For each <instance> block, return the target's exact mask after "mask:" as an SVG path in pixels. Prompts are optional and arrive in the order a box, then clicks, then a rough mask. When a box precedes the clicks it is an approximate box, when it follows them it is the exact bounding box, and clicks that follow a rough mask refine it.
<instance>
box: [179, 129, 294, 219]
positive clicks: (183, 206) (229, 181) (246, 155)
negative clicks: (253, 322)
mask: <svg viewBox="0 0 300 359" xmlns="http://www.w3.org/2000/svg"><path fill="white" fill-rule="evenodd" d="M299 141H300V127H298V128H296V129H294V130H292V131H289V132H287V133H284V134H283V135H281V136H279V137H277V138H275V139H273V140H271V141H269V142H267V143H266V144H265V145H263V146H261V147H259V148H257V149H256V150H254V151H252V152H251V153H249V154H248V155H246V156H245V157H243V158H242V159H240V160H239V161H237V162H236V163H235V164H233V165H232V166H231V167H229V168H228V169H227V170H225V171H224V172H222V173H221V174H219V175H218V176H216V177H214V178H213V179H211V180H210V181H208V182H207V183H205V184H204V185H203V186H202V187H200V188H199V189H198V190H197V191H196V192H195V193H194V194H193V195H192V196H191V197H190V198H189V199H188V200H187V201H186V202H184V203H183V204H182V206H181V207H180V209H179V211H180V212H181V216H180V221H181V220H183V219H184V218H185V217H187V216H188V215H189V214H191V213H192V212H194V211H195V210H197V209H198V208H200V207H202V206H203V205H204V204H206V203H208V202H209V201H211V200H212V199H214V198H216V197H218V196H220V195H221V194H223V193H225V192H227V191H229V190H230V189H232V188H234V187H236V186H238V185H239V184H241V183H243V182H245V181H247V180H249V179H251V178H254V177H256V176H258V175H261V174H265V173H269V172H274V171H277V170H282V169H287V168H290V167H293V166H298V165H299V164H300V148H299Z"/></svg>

---

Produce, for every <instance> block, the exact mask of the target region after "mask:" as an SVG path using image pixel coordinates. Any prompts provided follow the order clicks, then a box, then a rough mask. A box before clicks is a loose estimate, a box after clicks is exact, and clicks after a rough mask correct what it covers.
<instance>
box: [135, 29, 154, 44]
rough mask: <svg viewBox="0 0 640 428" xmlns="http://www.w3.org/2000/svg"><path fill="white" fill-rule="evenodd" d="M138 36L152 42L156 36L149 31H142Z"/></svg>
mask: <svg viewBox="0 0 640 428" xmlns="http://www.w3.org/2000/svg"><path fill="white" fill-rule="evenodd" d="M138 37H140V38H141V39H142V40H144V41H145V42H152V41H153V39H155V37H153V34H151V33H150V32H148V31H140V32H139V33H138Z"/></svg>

* * *

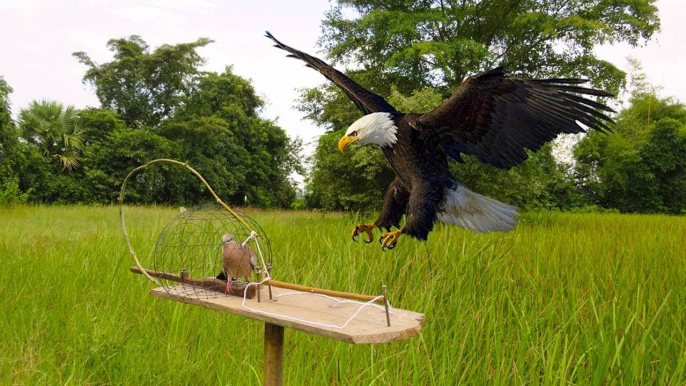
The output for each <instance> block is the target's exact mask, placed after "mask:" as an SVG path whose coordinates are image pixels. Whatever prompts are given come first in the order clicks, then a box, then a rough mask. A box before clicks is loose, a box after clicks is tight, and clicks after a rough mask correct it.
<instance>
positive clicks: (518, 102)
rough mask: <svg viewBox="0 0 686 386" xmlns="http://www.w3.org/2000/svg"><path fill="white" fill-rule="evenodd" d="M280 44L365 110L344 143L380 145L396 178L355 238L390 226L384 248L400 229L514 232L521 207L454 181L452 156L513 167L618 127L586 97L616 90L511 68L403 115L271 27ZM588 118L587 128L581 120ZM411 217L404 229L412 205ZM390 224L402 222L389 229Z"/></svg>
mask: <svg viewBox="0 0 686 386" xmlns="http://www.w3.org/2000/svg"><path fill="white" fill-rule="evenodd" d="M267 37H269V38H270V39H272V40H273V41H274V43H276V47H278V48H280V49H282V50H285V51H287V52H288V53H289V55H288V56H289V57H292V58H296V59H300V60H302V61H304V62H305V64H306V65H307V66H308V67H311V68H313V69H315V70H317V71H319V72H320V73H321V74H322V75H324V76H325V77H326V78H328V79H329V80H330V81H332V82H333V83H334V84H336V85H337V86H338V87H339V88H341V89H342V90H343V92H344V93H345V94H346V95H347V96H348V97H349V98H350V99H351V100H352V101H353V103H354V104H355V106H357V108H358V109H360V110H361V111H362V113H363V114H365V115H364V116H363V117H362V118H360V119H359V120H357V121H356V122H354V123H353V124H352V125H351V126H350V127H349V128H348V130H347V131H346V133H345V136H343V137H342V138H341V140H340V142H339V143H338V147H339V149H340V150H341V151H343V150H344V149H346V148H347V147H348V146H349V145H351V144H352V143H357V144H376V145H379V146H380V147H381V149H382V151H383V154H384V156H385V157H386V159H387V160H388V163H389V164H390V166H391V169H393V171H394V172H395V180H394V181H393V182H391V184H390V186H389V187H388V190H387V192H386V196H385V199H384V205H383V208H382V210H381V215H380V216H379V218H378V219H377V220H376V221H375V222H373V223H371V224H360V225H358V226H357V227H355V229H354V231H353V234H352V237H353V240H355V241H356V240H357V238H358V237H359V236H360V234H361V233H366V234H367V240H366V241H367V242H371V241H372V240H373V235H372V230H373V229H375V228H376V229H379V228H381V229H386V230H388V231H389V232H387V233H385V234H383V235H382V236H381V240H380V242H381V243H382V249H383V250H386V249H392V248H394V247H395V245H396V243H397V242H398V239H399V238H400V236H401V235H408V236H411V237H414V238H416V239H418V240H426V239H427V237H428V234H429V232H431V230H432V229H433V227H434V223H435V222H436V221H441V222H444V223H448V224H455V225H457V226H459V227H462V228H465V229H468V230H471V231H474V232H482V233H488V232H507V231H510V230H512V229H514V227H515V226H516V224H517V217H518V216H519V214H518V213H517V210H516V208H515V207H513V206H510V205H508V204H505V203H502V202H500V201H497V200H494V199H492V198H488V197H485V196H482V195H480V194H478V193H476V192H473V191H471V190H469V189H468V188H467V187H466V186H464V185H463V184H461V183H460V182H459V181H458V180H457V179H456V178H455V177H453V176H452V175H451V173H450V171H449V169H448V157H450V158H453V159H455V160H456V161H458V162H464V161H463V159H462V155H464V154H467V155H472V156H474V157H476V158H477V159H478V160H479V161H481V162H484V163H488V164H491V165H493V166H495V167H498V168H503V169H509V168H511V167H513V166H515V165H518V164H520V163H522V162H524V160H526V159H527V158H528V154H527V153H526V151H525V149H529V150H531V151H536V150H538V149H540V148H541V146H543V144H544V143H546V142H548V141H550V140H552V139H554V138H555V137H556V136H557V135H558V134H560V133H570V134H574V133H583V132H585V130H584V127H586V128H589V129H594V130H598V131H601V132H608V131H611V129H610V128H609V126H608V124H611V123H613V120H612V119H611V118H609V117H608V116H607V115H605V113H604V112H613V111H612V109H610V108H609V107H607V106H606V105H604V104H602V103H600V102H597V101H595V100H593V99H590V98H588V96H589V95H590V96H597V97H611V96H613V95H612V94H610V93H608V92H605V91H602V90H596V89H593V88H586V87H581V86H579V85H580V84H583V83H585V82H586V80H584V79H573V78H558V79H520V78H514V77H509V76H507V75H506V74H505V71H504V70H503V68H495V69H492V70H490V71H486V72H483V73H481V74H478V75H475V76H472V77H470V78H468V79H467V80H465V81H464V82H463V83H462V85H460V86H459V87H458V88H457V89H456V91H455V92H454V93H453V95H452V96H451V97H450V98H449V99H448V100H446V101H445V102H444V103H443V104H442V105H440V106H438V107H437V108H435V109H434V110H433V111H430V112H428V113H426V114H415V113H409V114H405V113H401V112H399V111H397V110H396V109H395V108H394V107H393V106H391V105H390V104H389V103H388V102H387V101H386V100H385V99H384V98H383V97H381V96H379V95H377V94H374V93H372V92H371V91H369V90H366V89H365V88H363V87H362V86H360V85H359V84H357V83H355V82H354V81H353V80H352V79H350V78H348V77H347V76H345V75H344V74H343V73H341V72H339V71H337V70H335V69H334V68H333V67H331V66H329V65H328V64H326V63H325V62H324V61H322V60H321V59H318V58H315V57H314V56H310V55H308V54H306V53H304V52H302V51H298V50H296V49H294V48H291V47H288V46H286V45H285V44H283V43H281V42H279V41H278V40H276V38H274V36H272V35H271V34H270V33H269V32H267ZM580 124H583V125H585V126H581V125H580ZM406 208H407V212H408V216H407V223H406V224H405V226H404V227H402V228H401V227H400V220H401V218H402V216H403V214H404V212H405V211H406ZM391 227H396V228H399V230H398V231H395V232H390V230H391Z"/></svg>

- _Activity_
Scan the lines above for "The output for" and for "positive clicks: (518, 102)". Repeat exactly the line holding each of them and every line in between.

- _Response_
The output for each <instance> block is the target's exact mask, placed after "mask:" as an SVG path whose coordinates are image pixels. Whatever prompts are given come first in the order clicks, then a box, then a rough mask. A box before clicks is loose, a box after clicks is tight, and clicks after a rough mask correct it.
<instance>
positive clicks: (518, 102)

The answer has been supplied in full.